Activities
[1] Answer these questions using the melioidosis report.
(a) In which regions is melioidosis typically endemic?
(b) How many individuals were infected in the US, and how many of them had traveled internationally?
(c) What average number of new Covid infections per day does the report give?
[2] Resume the melioidosis report after its final sentence, keeping its tone and style.

The Centres for Disease Control and Prevention (CDC) have been confused because the disease is not native to the US.

Typically melioidosis is endemic to tropical and subtropical climates in Southeast Asia and northern Australia and is contracted via travel.

None of the four individuals infected in the US had travelled internationally.

On Monday, the CDC said the most likely cause of infection is through an imported product, such as a food or drink, personal care or cleaning products or medicine, or an ingredient in one of those types of products.

In a statement, the CDC said the bacterial strains that sickened each of the four patients closely match each other, suggesting there is a common source for the cases.

They added doctors must look for any acute bacterial infections which do not respond to normal antibiotics and to consider melioidosis as a diagnosis even if a patient has travelled outside of the country.

They then said: “CDC also urges clinicians not to rule out melioidosis as a possible diagnosis in children and those who were previously healthy and without known risk factors for melioidosis.”

The agency added that healthy people can contract the disease, underlying health issues, such as kidney disease, diabetes and excessive alcohol use, can increase risk of serious illness.

It comes as the US is suffering its worst spike in Covid cases since the winter, with an average of 100,000 new infections a day.

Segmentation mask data
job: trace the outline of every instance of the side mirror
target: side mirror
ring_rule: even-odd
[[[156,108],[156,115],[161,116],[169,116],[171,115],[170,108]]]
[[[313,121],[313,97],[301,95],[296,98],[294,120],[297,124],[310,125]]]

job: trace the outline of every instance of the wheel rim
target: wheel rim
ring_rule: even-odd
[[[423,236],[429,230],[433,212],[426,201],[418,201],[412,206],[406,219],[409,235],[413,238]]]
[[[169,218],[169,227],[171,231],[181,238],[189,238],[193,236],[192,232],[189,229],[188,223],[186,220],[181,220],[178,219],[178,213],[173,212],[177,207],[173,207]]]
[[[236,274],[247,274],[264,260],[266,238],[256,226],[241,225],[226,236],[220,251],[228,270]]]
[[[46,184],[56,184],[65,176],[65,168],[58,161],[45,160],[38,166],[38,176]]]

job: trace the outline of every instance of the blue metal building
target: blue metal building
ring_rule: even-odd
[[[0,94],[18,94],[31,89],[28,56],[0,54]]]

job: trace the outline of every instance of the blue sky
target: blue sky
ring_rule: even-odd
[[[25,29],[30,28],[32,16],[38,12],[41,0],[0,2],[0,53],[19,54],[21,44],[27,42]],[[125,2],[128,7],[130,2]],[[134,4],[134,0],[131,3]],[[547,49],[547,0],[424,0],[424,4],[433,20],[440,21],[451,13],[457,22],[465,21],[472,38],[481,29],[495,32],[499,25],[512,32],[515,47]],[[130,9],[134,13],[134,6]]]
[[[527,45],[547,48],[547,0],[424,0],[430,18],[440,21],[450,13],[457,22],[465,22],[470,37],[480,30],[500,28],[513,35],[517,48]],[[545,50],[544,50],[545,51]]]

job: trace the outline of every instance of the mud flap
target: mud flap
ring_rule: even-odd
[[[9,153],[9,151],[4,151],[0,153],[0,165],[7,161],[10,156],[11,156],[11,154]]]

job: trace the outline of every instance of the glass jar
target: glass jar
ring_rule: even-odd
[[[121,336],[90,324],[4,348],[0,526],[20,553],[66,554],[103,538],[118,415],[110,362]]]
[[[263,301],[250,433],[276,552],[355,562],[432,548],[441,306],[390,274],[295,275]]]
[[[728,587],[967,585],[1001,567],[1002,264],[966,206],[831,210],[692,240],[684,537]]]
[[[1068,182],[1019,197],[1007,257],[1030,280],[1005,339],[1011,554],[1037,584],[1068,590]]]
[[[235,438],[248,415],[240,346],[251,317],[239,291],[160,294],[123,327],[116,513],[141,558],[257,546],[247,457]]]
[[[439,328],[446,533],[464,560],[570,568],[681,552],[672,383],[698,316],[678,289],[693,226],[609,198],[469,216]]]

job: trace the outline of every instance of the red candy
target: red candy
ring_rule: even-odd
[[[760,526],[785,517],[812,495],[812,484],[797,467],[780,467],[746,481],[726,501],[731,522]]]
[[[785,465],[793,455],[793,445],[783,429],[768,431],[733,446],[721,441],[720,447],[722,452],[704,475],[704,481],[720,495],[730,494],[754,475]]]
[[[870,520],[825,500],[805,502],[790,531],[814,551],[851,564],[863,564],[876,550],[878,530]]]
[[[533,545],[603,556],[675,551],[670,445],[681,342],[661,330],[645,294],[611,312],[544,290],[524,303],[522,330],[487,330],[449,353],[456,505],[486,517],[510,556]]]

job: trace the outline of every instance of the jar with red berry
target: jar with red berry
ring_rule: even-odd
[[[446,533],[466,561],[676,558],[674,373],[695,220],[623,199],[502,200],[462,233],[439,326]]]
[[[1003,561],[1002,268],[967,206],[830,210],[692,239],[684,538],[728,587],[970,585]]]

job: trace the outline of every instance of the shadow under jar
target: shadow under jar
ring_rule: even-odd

Answers provided
[1]
(a) Tropical and subtropical climates in Southeast Asia and northern Australia.
(b) Four individuals were infected, and none of them had traveled internationally.
(c) An average of 100,000 new infections a day.

[2]
Despite 70.6 percent of adults having at least one dose of vaccine and 60.9 percent fully inoculated, according to the CDC, millions remain unvaccinated.

Cases are spiking in states with low vaccination rates, like Florida and Texas.

CDC Director Rochelle Walensky said on CNN: “Our models show that if we don’t [vaccinate people], we could be up to several hundred thousand cases a day, similar to our surge in early January.”

Dr Anthony Fauci, the country’s top infectious disease expert and the White House’s chief medical adviser, said last week that “more pain and suffering” lay ahead – and once more called on Americans to get jabs, calling the rise in infections “an outbreak of the unvaccinated”.

US President Joe Biden has come under fire for the spike in cases, after being praised for the initial success of the country’s vaccine rollout.

In a bid to increase uptake of the jabs, Mr Biden called for states to offer $100 (£71) to the newly vaccinated.

He said at the end of July: “People are dying and will die who don’t have to die.”